START AVAILABLE DATA

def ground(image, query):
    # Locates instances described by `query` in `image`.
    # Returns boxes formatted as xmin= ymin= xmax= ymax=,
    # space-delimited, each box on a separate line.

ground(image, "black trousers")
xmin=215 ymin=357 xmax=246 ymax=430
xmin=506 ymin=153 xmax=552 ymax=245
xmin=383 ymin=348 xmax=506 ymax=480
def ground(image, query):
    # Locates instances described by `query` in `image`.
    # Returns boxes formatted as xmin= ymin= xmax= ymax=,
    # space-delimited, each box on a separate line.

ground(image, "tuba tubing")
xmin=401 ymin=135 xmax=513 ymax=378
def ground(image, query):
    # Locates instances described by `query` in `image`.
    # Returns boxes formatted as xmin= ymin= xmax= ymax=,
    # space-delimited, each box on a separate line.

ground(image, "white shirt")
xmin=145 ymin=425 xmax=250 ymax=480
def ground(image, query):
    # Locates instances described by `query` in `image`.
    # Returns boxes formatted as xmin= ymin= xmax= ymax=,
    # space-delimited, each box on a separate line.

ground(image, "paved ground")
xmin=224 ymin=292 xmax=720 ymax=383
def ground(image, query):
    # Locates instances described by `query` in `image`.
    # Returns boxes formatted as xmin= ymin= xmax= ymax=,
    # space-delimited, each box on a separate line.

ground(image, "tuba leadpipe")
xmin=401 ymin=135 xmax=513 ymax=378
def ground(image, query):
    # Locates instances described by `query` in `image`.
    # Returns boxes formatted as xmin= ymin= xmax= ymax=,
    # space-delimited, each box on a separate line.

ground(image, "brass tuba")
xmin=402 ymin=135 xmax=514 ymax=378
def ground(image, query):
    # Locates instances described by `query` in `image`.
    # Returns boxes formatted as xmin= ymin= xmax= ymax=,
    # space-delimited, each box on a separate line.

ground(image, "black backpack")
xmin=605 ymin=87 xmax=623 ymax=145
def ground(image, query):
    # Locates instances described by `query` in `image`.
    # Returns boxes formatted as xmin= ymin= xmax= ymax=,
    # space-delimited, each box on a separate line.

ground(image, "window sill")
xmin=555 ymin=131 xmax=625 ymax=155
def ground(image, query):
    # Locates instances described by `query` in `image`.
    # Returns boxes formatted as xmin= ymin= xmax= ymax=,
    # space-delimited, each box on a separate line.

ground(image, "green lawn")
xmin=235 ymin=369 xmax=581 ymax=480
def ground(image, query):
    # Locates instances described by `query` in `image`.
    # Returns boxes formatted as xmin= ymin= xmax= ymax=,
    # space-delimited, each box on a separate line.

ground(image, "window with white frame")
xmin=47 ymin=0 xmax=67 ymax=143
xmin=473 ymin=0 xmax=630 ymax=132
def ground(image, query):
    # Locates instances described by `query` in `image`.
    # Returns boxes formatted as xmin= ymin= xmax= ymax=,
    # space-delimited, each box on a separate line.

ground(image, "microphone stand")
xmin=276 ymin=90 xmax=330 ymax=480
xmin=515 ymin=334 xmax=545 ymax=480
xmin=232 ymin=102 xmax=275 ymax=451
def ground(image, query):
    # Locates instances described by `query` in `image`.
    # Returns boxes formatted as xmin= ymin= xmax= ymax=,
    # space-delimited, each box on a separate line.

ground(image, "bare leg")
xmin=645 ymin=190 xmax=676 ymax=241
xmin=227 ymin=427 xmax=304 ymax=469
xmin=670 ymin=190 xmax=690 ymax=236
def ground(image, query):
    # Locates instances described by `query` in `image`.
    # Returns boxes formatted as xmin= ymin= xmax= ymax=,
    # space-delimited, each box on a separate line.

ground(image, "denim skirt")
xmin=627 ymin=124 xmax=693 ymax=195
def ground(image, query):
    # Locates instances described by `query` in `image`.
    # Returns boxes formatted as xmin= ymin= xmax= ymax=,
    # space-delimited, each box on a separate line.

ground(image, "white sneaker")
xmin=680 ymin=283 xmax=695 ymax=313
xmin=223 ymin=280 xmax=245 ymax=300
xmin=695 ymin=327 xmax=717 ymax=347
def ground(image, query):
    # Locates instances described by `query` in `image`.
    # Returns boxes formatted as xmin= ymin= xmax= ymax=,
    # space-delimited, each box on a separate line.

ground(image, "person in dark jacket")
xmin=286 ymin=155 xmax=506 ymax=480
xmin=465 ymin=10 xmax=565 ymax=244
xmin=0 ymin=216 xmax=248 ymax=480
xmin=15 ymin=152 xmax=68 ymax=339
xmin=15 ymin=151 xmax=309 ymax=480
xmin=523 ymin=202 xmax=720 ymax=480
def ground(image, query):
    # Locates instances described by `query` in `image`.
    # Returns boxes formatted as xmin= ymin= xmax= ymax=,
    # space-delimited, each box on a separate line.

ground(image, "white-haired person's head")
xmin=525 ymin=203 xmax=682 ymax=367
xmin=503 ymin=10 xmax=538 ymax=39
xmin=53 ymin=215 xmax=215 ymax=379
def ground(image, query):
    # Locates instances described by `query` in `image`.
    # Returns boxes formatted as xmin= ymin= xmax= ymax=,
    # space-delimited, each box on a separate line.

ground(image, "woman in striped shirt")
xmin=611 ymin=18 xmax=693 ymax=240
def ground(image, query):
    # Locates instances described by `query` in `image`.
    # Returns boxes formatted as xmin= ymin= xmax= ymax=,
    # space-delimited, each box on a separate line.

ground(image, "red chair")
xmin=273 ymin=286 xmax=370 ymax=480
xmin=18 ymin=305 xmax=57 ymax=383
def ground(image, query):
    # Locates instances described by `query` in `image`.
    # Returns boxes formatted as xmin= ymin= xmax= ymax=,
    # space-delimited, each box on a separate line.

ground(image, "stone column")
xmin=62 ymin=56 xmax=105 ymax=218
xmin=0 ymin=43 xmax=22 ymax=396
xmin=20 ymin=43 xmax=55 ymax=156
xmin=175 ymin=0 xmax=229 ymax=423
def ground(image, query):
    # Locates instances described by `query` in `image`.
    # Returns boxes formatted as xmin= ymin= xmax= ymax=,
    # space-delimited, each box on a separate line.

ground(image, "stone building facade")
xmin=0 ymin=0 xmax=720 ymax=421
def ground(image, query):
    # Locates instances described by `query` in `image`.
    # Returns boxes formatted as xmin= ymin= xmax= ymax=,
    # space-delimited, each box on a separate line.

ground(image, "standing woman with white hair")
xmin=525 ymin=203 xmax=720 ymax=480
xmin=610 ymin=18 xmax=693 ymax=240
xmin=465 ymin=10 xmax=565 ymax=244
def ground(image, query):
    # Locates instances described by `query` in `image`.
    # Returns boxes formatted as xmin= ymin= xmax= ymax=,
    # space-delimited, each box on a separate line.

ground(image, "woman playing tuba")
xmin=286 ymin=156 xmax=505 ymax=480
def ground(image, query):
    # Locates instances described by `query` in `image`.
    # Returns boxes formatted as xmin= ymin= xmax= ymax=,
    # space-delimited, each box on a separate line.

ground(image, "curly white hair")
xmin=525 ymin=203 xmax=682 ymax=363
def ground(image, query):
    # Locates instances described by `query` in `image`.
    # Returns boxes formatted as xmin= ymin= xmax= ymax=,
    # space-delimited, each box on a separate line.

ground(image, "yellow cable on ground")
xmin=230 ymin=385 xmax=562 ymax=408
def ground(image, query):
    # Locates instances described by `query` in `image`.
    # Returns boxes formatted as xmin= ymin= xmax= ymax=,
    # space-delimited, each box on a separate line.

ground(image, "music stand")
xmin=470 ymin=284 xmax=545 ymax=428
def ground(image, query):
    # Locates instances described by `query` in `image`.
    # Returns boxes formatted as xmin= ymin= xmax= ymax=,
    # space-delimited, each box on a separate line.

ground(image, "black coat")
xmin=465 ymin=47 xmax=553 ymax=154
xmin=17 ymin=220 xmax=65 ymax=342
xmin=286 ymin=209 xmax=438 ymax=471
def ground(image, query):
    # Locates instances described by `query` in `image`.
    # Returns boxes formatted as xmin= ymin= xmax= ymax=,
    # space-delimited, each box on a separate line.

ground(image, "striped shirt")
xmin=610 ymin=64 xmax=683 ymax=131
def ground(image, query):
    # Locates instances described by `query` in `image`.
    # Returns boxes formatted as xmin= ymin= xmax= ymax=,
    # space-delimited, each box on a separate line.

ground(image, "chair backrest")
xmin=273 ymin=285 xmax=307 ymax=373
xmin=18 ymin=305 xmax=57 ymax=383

END AVAILABLE DATA

Gather each line of the recorded data above that contains the word "chair", and copy every such line in full.

WRITTEN REPLY ->
ground(image, "red chair")
ground(image, "chair backrest")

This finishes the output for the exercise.